Assignment:
The output must be the line with "Find the rear window" and every following line to the end of the material, exactly as they appear, and nothing else.

........

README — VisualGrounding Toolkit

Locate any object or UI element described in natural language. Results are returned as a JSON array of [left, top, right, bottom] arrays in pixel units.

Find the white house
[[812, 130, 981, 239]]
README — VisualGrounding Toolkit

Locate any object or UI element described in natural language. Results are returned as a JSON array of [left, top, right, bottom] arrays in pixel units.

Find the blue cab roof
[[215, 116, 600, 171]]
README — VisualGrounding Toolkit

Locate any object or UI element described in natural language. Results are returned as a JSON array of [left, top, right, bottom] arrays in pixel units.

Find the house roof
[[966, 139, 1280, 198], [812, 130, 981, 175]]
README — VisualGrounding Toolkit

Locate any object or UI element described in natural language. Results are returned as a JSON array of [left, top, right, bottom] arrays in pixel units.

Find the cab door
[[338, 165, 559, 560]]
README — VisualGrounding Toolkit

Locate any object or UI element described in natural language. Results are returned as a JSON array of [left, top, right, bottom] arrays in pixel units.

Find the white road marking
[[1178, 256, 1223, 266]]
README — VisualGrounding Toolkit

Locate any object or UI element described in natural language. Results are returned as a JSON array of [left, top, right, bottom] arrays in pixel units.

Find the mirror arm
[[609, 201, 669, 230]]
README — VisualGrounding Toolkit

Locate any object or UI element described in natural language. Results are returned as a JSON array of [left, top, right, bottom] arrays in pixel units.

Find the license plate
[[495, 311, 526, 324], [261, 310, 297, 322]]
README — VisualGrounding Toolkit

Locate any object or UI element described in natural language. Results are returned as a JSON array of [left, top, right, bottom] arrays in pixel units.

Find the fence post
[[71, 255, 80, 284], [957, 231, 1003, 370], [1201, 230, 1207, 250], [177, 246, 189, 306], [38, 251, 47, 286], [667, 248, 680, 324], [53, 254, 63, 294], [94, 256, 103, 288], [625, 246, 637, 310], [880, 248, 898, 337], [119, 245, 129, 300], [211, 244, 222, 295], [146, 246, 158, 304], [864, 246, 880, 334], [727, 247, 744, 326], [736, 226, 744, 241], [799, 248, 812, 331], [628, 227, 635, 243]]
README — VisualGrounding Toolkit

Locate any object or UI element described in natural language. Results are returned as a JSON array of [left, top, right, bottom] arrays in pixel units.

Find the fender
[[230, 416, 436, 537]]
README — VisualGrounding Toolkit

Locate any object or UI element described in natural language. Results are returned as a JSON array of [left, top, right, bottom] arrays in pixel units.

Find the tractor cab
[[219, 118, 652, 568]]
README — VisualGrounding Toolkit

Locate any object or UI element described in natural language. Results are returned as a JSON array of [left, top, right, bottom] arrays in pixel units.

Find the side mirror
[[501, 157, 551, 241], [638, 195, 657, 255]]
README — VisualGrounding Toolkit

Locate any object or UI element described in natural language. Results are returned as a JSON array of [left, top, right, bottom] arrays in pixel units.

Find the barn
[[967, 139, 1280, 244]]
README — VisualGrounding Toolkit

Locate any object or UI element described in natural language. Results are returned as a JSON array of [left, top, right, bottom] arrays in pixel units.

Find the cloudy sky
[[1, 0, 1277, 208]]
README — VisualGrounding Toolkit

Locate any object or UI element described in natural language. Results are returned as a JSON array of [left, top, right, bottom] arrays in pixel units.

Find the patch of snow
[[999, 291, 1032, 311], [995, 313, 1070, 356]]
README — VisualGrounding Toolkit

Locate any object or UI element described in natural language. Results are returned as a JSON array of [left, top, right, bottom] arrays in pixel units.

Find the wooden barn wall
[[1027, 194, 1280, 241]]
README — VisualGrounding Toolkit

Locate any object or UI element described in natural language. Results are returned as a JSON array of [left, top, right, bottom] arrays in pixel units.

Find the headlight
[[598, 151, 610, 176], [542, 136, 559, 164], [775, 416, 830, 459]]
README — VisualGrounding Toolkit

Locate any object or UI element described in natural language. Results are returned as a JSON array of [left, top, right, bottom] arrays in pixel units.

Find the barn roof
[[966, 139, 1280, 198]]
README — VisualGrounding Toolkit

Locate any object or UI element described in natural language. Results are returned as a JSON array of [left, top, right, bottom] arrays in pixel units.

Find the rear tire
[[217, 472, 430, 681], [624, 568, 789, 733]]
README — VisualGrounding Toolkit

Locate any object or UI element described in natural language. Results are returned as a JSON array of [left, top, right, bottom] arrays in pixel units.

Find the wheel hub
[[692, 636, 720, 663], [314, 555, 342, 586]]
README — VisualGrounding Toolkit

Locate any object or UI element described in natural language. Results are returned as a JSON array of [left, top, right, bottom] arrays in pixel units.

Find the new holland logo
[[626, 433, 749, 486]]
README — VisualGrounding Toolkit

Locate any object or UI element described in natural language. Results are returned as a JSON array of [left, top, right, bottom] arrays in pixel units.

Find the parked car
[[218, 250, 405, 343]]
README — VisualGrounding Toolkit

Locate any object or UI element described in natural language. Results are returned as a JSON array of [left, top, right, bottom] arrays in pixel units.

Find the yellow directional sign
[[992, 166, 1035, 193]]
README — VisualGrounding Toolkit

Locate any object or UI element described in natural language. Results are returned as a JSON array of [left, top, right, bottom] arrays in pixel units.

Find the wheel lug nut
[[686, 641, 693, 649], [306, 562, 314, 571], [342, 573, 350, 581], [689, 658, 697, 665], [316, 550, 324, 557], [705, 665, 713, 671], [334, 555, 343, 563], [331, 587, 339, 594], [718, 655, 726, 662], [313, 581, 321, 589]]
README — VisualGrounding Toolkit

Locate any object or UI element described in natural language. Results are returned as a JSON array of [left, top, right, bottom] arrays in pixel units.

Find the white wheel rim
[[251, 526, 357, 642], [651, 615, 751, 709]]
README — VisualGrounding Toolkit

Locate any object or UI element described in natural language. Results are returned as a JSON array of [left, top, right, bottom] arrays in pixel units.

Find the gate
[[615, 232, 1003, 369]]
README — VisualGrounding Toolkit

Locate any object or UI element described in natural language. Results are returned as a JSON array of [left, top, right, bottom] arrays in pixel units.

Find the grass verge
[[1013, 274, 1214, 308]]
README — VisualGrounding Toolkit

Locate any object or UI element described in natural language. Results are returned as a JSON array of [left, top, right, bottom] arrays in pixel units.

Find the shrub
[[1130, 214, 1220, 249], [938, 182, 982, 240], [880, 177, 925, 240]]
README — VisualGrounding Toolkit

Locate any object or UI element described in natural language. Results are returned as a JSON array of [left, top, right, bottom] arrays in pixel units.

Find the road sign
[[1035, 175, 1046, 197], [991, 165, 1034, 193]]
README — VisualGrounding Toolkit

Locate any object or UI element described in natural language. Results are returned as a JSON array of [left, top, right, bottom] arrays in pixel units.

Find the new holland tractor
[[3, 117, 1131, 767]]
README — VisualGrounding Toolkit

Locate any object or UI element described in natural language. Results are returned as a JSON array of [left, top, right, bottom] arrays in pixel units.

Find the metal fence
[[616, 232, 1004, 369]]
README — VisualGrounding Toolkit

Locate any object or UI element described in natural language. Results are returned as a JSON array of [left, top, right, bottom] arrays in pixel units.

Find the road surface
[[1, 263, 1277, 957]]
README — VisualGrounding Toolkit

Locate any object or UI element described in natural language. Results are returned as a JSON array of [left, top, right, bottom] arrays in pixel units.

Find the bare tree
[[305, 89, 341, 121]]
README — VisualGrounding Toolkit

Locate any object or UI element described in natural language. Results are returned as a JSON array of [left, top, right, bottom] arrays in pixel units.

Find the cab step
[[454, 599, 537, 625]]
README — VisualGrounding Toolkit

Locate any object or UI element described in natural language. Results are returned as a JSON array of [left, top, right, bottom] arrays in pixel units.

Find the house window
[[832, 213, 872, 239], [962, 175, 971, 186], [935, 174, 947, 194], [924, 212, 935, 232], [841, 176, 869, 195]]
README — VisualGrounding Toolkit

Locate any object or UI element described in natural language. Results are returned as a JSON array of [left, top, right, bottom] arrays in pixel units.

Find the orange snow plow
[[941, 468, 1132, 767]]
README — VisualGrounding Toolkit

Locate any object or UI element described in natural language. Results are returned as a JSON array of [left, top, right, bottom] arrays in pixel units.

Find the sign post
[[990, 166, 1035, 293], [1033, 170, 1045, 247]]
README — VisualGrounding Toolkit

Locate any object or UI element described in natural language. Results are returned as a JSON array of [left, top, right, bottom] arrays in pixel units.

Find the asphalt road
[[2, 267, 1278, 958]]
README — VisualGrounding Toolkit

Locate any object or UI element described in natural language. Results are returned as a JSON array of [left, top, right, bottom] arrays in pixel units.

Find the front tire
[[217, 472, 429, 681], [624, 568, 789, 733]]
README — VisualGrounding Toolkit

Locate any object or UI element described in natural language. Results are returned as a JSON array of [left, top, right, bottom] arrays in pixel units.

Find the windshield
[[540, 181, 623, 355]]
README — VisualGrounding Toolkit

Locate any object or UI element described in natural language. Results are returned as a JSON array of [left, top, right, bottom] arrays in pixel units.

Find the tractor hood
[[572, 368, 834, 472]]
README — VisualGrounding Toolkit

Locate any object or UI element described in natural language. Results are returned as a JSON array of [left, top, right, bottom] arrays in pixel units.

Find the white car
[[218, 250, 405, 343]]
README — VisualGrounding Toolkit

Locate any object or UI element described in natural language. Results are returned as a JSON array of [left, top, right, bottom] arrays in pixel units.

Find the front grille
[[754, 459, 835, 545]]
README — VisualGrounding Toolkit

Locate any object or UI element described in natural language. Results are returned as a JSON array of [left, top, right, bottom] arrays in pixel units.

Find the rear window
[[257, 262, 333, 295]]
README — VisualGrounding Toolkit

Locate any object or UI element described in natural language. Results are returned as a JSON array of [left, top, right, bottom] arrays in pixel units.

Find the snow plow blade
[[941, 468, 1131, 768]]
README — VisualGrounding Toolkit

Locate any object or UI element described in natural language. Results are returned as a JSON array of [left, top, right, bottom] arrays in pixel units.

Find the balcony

........

Expected answer:
Find the rear window
[[257, 262, 333, 295]]
README — VisualGrounding Toolkit

Locate any object or UI element described in natural language. Results are returned as a JSON array of [left, top, right, bottom] arrays in pixel units.

Find the snow plow blade
[[941, 468, 1131, 768]]
README — VisualGrounding Toolkit

Locate any object or UI element described in natural language. Results are returned as a JSON array of [left, top, right, bottom] arrays in pixel units.

Find the balcony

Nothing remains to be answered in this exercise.